#### PASSAGE TO READ
The term “powder containing an eutectic crystalline sorbitol/maltitol” as used in the present invention according to the eighth aspect refers to a powdery composition containing an eutectic crystalline sorbitol/maltitol, which is obtained by allowing a liquid composition containing 40 to 80% by weight of sorbitol and 60 to 20% by weight of maltitol to be added with a powder containing a sorbitol crystal and a maltitol crystal at the same usage ratio as that of the sorbitol and the maltitol, respectively, followed by kneading and aging, while both the sorbitol and the maltitol in the liquid composition are co-crystallized. In addition, any area in an amorphous or crystalline state of any component such as sorbitol, maltitol, maltotriitol, or maltotetraitol may be contained, other than those, in a eutectic state of sorbitol and maltitol. It is noted that the eutectic crystalline sorbitol/maltitol of the present invention does not contain any mixture in which powders of sorbitol and maltitol are simply mixed together. One of examples of the powdery composition is a hydrogenated starch hydrolysate powder disclosed in JP 2002-253167 A. The pulverization of the hydrogenated starch hydrolysate may be carried out using any one of methods known in the art. The hydrogenated starch hydrolysate is generally produced by hydrogenation of a starch hydrolysate obtained by hydrolyzing starch using an acid, an enzyme, or the like. The highly-saccharificated hydrogenated starch hydrolysate refers to one obtained by subjecting a highly-saccharificated starch syrup to hydrogenation. The hydrogenated starch hydrolysate to be used in the present invention may be prepared by any method. For example, the hydrogenated starch hydrolysate may be obtained by subjecting a mixture of two or more different starch hydrolysates and sugars prepared separately to hydrogenation. In addition, the hydrogenated starch hydrolysate may be obtained by mixing two or more kinds of the sugar alcohol and hydrogenated starch hydrolysate prepared separately. Furthermore, the hydrogenated starch hydrolysate may be obtained by subjecting a fractionated product from a prepared starch hydrolysate by means of chromatography or the like to hydrogenation. Furthermore, the hydrogenated starch hydrolysate may be one obtained by fractionating the prepared hydrogenated starch hydrolysate using chromatography or the like.
########
#### RECORDED INFORMATION
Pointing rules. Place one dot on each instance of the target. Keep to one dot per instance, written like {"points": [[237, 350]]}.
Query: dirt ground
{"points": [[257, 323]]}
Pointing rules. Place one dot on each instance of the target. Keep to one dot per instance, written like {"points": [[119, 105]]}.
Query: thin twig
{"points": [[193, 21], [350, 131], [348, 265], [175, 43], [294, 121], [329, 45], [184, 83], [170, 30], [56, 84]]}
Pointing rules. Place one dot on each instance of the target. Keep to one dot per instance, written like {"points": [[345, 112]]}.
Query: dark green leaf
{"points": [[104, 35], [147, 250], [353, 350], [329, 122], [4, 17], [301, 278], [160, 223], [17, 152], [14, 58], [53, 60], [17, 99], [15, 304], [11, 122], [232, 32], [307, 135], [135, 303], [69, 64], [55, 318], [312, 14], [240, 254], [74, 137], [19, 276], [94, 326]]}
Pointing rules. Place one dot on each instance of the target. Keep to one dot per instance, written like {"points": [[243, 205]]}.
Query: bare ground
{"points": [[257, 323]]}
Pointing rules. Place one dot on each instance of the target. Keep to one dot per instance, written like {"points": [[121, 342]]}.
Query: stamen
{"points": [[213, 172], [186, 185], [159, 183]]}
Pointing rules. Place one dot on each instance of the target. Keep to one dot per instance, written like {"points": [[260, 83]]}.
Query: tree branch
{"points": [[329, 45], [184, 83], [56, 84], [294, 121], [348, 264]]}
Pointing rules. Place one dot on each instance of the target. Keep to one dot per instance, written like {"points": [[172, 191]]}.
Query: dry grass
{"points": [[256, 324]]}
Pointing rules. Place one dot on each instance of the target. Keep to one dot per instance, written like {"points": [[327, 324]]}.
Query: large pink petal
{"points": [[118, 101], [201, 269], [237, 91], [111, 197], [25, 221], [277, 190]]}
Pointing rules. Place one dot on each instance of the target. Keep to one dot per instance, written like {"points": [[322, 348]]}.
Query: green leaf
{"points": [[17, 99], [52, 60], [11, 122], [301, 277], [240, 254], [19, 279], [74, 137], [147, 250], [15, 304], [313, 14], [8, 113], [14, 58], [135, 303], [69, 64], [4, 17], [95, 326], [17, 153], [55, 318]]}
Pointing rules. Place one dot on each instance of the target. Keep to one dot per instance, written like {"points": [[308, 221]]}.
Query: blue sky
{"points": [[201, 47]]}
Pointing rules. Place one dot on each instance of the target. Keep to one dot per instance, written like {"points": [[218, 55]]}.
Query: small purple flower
########
PROBLEM DESCRIPTION
Carry the patent passage on sorbitol/maltitol powder and hydrogenated starch hydrolysate further, starting after its last sentence. The material has no connection to the patent passage on sorbitol/maltitol powder.

EXERCISE OUTPUT
Furthermore, in JP 2002-253167 A, there is disclosed a method of manufacturing a hydrogenated starch hydrolysate powder, which is characterized by adding a seed crystal (seed) to a hydrogenated starch hydrolysate mainly containing sorbitol and maltitol and then kneading a mixture to allow crystallization of both the sorbitol and the maltitol in the hydrogenated starch hydrolysate. Therefore, in this way, the resulting powder containing an eutectic crystalline sorbitol/maltitol referred by the present invention is a powdery composition mainly containing sorbitol and maltitol in a hydrogenated starch hydrolysate, which are co-crystallized therein.

The powder containing an eutectic crystalline sorbitol/maltitol of the present invention according to the eighth aspect is, as described in the thirteenth aspect, preferably one in which the content of the sorbitol is 40 to 60% by weight and the content of the maltitol is 60 to 40% by weight, while the content of high molecular sugar alcohol, which is not smaller than maltotriitol, is less than 10% by weight. In particular, one in which the content of sorbitol is 40 to 50% by weight, the content of maltitol is 55 to 45% by weight or more, and the content of high molecular sugar alcohol, which is not smaller than maltotriitol, is less than 8% by weight is more preferable.

Here, when the content of high molecular sugar alcohol, which is not smaller than maltotriitol, becomes 10% by weight or more, a problem such as facilitated consolidation may occur.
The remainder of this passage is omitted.